Print, word for word, everything in the key comparator passage below from "if it is set" down to "call the comparator.".

#### PASSAGE SHOWN
◇ ◇ ◇
This field will be used to validate that the comparator is not changed after first deployment.
if it is set in the manifest, a comparator with the same name must be used to create the database
in runtime (no comparator will also cause a panic). If it is not set and the manifest already exists,
the database will panic if a custom comparator is supplied at runtime.

<!-- TOC --><a name="implementation"></a>
### Implementation

We'll need to modify each of these places to use the new `KeyComparator` passed in
from the `DbBuilder`. Note that because it's a trait, we'll need to use dynamic dispatch
to call the comparator.

> [!NOTE]
> Since comparisons happen on a hot path, we may want to avoid using the `dyn KeyComparator`
> if not necessary to avoid the overhead of dynamic dispatch. Instead, we can choose to
> use an `Option` to store the comparator and inline the default
> lexicographic comparator if not set.
>
> The alternative would be to always use the `dyn KeyComparator` and just implement a default
> implementation of it. This would be simpler, but it would add a small overhead to every
> comparison.

The following table was generated via an agent, but it seems to be accurate as far as I
can tell:

| Location | Usage |
| --- | --- |
| `slatedb/src/bytes_range.rs:8`<br>`slatedb/src/comparable_range.rs:8` | `BytesRange` and its `ComparableRange` backing types rely on the default `Ord` implementation for `Bytes` when comparing start/end bounds (via `cmp_bound`). Their logic powers `range.contains`, `intersect`, and conversions that every range-aware component (memtables, SST views, sorted runs, iterator seek validation) uses. |
| `slatedb/src/mem_table.rs:36,189`<br>`slatedb/src/batch.rs:153,409` | `SequencedKey::cmp` keeps the memtable `SkipMap` and write-batch `BTreeMap` ordered by ascending user key and descending sequence number. `MemTableIterator::seek` and `WriteBatchIterator::seek` compare `RowEntry.key` / `key.user_key` to `next_key`, and `WriteBatch::remove_ops_by_key` issues `start..=end` range deletes that depend on this ordering. |
| `slatedb/src/merge_iterator.rs:21-119` | `MergeIterator` keeps a binary heap ordered by `RowEntry.key.cmp` (and reverse seq on ties) and short-circuits child seeks when `next_kv.key >= next_key`. This governs how memtable/WAL/SST iterators are merged for reads and compactions. |
| `slatedb/src/block_iterator.rs:73-135`<br>`slatedb/src/sst_iter.rs:93-552`<br>`slatedb/src/partitioned_keyspace.rs:13-80` | Block iterators skip entries with `kv.key < next_key`. Above the block layer, `SstView::contains`/`key_exceeds`, `InternalSstIterator::blocks_covering_view`, and `SstIterator::seek` compare requested keys to SST range bounds and block first-keys (via the partitioned keyspace helpers) to jump to the first block whose contents are `>= next_key`. |
| `slatedb/src/db_state.rs:137-303`<br>`slatedb/src/sorted_run_iterator.rs:176-188` | `SsTableHandle::intersects_range`, `SortedRun::find_sst_with_range_covering_key`, and `table_idx_covering_range` compare SST start keys and requested ranges to decide which files overlap a read/compaction. `SortedRunIterator::seek` then drops whole SSTs whose `first_key < next_key` before seeking inside the current SST iterator. |
| `slatedb/src/db_iter.rs:56-69`<br>`slatedb/src/db_iter.rs:341-357` | `DbIteratorRangeTracker` maintains the min/max key observed via `<`/`>` comparisons for SSI conflict detection, and `DbIterator::seek` enforces that callers only seek forward and stay inside the configured `BytesRange` by comparing `next_key` to `last_key` and the range bounds. |
| `slatedb/src/reader.rs:512-528` | The SST-building helper sorts buffered `RowEntry`s with `a.key.cmp(&b.key)` before emitting a table, modeling the requirement that compaction/flush writers provide keys in comparator order. |

For use of the comparator in the memtable, we will need to modify the `SequencedKey` type to include
a reference to the comparator and override the `Ord` implementation to use it. All other locations can
use the comparator reference directly.
◇ ◇ ◇
#### STORED DATA
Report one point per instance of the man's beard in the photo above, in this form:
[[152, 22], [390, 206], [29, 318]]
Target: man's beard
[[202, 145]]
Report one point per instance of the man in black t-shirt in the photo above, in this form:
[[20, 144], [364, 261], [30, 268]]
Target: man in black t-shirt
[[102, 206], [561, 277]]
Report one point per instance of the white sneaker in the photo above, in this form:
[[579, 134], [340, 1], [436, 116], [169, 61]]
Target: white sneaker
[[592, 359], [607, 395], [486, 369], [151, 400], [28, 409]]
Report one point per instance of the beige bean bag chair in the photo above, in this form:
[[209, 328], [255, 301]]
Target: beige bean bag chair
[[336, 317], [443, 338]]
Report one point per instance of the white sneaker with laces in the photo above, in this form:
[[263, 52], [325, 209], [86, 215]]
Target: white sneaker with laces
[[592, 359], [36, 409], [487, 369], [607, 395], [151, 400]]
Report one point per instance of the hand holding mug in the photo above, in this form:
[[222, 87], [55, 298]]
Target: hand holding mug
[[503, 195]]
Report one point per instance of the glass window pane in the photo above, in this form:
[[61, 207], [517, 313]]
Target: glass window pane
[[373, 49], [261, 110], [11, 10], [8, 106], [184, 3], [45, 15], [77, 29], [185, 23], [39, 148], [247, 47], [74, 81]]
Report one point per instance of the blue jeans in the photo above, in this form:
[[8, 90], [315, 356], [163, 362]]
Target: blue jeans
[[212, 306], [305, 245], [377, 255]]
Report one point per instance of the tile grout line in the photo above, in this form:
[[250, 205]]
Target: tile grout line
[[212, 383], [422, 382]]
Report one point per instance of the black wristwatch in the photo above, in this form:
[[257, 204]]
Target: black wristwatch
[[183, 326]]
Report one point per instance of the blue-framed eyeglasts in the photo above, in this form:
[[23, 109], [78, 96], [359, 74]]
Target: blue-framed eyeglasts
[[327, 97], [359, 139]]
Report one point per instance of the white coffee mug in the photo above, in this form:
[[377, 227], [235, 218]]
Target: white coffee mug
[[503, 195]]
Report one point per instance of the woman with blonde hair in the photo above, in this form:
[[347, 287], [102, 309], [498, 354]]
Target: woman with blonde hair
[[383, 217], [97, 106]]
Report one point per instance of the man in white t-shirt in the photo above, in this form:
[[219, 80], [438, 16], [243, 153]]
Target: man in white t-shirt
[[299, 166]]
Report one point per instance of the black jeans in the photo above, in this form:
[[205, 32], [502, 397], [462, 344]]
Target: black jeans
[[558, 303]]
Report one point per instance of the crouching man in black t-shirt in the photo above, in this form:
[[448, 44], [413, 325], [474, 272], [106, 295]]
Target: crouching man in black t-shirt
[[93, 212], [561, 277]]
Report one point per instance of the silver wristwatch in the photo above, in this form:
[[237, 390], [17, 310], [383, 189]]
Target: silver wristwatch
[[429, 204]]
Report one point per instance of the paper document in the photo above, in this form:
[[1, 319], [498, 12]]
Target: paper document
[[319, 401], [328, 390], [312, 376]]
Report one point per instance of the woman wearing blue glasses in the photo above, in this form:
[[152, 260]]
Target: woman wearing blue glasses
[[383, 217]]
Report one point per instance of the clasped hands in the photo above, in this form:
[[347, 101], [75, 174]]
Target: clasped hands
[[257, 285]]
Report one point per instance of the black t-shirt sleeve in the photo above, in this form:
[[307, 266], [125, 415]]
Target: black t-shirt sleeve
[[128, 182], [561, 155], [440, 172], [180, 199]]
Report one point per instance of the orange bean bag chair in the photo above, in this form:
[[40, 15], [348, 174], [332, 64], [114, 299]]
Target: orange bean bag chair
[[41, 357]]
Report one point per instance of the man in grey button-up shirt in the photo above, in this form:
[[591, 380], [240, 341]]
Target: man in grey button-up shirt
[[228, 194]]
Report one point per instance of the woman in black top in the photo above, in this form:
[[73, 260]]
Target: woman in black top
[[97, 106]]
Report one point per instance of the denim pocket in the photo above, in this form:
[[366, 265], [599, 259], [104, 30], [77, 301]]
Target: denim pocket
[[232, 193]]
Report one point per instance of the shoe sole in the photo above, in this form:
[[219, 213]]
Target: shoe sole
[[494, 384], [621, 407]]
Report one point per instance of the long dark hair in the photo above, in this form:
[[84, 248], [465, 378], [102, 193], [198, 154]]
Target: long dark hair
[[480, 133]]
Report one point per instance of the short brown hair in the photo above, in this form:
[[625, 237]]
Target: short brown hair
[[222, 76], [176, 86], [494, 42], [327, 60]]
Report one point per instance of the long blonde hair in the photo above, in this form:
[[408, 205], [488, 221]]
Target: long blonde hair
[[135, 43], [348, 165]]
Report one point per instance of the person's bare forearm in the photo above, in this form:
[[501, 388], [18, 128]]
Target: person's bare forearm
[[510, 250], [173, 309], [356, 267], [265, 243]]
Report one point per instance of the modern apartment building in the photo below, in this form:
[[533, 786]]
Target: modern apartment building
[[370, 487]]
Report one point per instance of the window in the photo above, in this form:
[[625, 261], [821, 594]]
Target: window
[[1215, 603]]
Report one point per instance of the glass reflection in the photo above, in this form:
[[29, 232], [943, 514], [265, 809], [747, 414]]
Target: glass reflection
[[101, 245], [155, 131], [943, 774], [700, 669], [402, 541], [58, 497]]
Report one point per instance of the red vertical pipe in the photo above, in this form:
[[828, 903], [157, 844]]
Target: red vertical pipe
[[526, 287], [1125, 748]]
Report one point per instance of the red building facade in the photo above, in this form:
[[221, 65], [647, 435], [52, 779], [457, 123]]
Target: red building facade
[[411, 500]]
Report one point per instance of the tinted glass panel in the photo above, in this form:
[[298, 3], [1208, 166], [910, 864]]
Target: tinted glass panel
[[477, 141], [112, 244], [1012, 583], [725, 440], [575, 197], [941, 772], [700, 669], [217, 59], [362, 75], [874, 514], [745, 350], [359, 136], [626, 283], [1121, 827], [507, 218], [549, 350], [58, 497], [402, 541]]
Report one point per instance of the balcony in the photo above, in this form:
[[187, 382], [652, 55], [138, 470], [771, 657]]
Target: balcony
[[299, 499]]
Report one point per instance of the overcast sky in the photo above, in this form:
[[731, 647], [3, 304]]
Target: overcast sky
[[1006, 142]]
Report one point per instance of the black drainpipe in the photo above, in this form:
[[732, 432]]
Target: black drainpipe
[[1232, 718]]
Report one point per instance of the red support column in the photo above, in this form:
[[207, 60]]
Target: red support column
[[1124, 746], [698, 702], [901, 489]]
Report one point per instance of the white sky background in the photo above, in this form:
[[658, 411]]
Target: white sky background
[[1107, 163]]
◇ ◇ ◇
#### RESULT FOR THIS TASK
if it is set in the manifest, a comparator with the same name must be used to create the database
in runtime (no comparator will also cause a panic). If it is not set and the manifest already exists,
the database will panic if a custom comparator is supplied at runtime.

<!-- TOC --><a name="implementation"></a>
### Implementation

We'll need to modify each of these places to use the new `KeyComparator` passed in
from the `DbBuilder`. Note that because it's a trait, we'll need to use dynamic dispatch
to call the comparator.